Starting at the line with "Target: window of building" and ending at the line with "Target: olive tree", print exactly the lines of the entries below. Pictures do not belong in the copy.

** Opening Available data block **

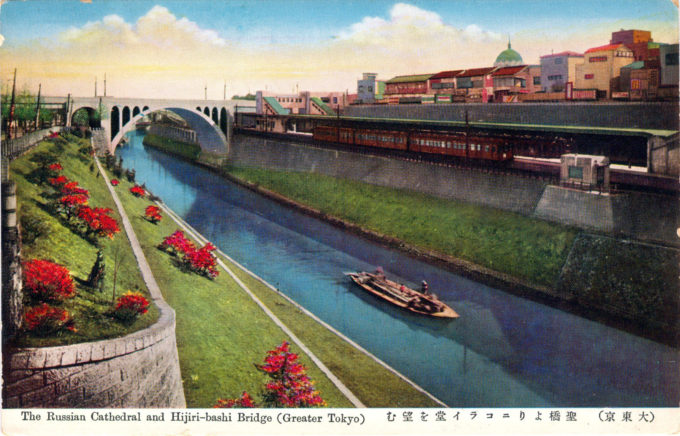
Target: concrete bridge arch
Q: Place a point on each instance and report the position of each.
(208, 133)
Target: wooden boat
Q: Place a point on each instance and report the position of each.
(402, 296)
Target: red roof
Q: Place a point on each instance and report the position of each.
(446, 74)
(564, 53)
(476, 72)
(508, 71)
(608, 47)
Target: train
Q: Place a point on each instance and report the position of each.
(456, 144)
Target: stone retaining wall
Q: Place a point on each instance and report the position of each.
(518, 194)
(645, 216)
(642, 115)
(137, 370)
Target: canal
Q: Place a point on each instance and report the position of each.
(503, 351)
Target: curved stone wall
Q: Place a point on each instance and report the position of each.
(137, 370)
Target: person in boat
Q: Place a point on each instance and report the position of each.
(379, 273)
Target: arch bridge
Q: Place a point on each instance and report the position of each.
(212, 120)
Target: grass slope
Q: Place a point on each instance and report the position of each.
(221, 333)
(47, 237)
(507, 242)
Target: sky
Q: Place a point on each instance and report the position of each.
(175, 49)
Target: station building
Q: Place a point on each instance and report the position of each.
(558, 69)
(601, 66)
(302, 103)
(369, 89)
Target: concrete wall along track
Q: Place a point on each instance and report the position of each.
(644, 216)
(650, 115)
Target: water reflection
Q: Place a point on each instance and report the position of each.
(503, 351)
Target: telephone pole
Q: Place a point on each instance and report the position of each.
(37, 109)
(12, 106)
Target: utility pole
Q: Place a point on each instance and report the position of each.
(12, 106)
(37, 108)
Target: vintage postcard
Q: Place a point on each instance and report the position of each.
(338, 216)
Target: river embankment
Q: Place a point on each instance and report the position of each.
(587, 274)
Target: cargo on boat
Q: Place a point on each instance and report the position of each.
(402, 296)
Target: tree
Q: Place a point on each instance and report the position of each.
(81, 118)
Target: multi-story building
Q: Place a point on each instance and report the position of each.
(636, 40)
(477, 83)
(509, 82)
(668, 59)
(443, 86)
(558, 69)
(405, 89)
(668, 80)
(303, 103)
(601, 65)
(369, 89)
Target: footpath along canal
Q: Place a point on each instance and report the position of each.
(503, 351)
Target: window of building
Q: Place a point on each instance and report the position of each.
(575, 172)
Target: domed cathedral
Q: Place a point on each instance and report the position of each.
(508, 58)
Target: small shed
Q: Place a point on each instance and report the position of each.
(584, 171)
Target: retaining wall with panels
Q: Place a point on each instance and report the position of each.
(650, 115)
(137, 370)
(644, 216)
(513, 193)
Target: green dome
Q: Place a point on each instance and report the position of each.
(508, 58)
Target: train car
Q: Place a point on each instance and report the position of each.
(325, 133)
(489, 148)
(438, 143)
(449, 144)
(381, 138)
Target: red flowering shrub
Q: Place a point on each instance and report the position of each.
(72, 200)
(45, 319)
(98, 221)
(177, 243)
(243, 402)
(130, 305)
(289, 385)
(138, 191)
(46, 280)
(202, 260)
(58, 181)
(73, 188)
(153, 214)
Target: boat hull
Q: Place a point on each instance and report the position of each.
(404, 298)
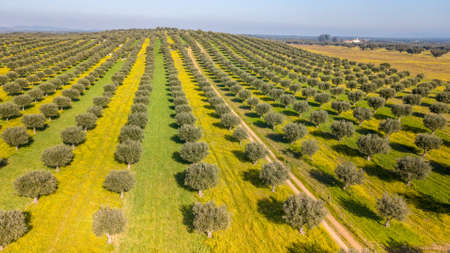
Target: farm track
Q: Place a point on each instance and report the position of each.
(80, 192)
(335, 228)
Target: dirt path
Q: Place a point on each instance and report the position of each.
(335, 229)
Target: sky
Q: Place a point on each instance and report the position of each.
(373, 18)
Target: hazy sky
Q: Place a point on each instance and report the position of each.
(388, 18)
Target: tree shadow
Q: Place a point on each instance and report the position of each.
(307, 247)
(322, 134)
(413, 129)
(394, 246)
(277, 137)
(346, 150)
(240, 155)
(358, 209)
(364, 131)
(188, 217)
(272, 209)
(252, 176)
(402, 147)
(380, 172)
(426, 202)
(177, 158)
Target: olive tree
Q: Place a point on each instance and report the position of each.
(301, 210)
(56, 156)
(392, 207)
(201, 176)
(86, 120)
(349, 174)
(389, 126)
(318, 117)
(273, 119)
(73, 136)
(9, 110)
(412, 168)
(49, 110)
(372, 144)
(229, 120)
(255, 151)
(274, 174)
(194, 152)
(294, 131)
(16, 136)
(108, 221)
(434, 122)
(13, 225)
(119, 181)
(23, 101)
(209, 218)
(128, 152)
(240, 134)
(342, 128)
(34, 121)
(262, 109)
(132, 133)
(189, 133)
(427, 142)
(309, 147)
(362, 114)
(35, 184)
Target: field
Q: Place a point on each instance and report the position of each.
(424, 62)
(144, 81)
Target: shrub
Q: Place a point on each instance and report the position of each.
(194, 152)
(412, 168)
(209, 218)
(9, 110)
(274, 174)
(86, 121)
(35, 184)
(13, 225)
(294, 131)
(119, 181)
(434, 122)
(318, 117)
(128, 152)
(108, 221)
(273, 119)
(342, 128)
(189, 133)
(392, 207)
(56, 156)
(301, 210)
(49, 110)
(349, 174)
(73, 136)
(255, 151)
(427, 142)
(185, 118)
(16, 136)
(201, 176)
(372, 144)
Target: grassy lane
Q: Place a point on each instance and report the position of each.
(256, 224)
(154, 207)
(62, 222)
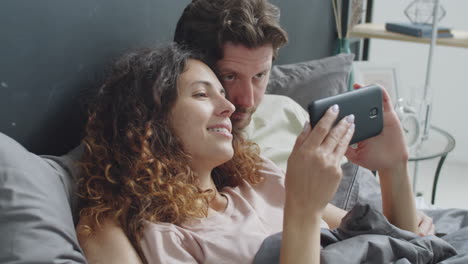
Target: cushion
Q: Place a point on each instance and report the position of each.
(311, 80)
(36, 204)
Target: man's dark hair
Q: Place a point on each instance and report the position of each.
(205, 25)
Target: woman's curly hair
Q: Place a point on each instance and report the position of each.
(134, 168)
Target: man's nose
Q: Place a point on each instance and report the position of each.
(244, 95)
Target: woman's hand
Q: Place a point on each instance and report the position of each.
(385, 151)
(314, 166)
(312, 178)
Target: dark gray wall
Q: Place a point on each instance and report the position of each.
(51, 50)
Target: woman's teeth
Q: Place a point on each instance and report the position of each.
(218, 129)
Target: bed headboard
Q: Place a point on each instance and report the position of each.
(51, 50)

** Closing Available data block **
** Opening Available data block **

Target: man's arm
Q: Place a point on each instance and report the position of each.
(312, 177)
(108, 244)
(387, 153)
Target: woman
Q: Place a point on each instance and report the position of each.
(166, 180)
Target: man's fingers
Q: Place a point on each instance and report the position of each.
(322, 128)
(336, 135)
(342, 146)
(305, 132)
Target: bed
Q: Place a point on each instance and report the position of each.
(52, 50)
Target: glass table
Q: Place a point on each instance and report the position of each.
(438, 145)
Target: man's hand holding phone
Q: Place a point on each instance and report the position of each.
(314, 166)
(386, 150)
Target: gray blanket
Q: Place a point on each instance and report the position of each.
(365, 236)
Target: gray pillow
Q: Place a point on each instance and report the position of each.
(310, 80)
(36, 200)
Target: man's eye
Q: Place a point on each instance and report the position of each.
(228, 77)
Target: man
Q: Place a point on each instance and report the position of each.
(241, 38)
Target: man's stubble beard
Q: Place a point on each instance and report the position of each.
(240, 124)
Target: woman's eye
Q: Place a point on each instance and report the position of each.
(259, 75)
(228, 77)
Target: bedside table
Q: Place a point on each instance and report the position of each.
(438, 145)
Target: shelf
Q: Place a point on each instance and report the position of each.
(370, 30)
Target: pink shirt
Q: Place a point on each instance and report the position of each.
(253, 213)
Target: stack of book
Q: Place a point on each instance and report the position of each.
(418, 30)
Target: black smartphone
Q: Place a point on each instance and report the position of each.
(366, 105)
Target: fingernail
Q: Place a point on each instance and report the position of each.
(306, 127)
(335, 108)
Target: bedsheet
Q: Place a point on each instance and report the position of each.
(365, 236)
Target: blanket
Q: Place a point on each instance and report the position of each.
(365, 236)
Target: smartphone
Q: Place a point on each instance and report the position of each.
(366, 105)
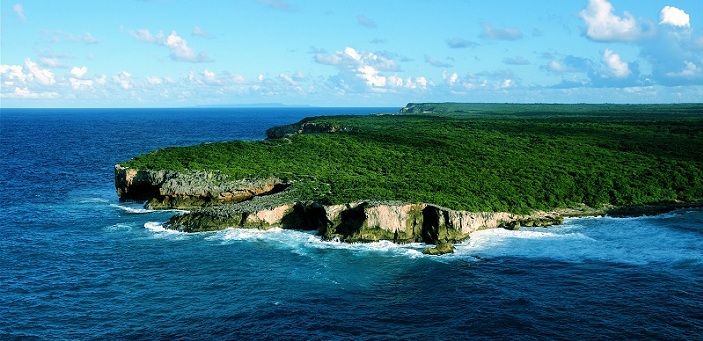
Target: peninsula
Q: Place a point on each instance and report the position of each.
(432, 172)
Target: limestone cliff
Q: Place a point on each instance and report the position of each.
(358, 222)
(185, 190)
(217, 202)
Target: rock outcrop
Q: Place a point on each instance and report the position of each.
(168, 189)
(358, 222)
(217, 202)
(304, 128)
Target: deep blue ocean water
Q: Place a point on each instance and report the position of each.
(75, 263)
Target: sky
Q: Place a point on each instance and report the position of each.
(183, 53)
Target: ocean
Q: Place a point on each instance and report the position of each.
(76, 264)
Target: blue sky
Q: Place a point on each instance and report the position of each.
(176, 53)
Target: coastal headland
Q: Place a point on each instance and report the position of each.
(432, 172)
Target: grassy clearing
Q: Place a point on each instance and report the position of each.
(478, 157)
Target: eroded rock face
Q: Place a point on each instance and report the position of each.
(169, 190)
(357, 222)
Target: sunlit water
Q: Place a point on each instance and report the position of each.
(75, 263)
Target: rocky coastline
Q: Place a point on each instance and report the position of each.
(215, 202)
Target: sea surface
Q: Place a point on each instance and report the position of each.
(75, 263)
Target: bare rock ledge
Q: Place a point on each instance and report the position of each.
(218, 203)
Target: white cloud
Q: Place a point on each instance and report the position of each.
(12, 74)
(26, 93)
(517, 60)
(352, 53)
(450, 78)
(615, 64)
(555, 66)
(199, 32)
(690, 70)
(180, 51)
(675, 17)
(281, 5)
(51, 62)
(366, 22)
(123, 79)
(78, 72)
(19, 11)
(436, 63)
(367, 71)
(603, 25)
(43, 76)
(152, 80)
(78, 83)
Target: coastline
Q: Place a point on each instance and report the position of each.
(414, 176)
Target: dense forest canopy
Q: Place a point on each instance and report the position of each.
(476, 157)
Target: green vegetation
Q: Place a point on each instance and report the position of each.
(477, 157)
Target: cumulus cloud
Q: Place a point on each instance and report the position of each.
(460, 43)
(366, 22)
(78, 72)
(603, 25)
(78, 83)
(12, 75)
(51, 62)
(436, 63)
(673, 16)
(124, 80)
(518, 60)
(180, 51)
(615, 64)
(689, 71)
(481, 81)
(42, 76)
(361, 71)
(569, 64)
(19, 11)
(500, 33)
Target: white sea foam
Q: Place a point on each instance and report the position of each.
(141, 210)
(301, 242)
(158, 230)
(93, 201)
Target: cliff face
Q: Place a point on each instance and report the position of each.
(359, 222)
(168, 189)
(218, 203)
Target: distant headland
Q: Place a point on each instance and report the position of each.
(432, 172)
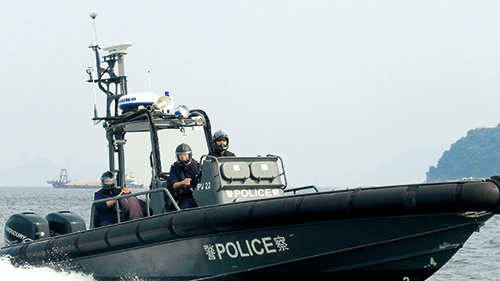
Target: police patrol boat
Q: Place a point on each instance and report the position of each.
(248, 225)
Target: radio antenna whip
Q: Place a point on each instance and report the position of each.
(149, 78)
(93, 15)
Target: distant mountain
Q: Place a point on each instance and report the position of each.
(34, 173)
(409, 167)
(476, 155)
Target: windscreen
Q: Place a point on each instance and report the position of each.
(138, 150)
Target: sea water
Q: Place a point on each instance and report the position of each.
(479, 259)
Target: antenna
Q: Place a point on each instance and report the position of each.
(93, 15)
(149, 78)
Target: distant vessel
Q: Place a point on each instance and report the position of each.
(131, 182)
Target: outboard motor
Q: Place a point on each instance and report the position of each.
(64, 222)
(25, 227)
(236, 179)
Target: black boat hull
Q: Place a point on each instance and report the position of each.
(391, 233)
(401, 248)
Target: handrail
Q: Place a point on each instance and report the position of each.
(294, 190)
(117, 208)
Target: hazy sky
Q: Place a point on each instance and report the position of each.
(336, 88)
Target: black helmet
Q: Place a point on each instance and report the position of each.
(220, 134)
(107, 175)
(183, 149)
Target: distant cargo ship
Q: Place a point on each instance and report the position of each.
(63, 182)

** Closing Available data block **

Exercise output
Target: window of building
Q: Place a point on each instance and report the position of each.
(575, 172)
Target: domed cathedral
Q: Place a point on each instance and report the position of each.
(508, 58)
Target: small shed
Q: Place a point on each instance and report the position of each.
(584, 171)
Target: retaining wall with panels
Q: Place a point on each instance and report the position of each.
(650, 115)
(137, 370)
(644, 216)
(513, 193)
Target: green dome
Q: Place a point on each instance and report the position of each.
(508, 58)
Target: train car
Q: Place a point on each instance and report the position of each.
(325, 133)
(489, 148)
(438, 143)
(449, 144)
(381, 138)
Target: red flowering shrub
Q: Place a point on each instance and report the position of each.
(72, 200)
(45, 319)
(98, 221)
(177, 243)
(243, 402)
(130, 305)
(289, 385)
(138, 191)
(46, 280)
(202, 260)
(58, 181)
(73, 188)
(153, 214)
Target: boat hull
Q: Place a point on each instance and report the position of each.
(404, 298)
Target: farm track
Q: Place a point on each instance and report the position of each.
(80, 192)
(335, 228)
Target: dirt path
Q: Place a point on each instance and report the position of each.
(335, 229)
Target: sky
Q: Place a point on each instance and report the position of each.
(373, 18)
Target: hazy sky
Q: Place a point on each instance and report the position of each.
(388, 18)
Target: tree shadow
Q: Place a point on each instance and report the position of each.
(307, 247)
(322, 134)
(413, 129)
(394, 246)
(277, 137)
(346, 150)
(240, 155)
(358, 209)
(364, 131)
(188, 217)
(272, 209)
(252, 176)
(402, 147)
(380, 172)
(426, 202)
(177, 158)
Target: olive tree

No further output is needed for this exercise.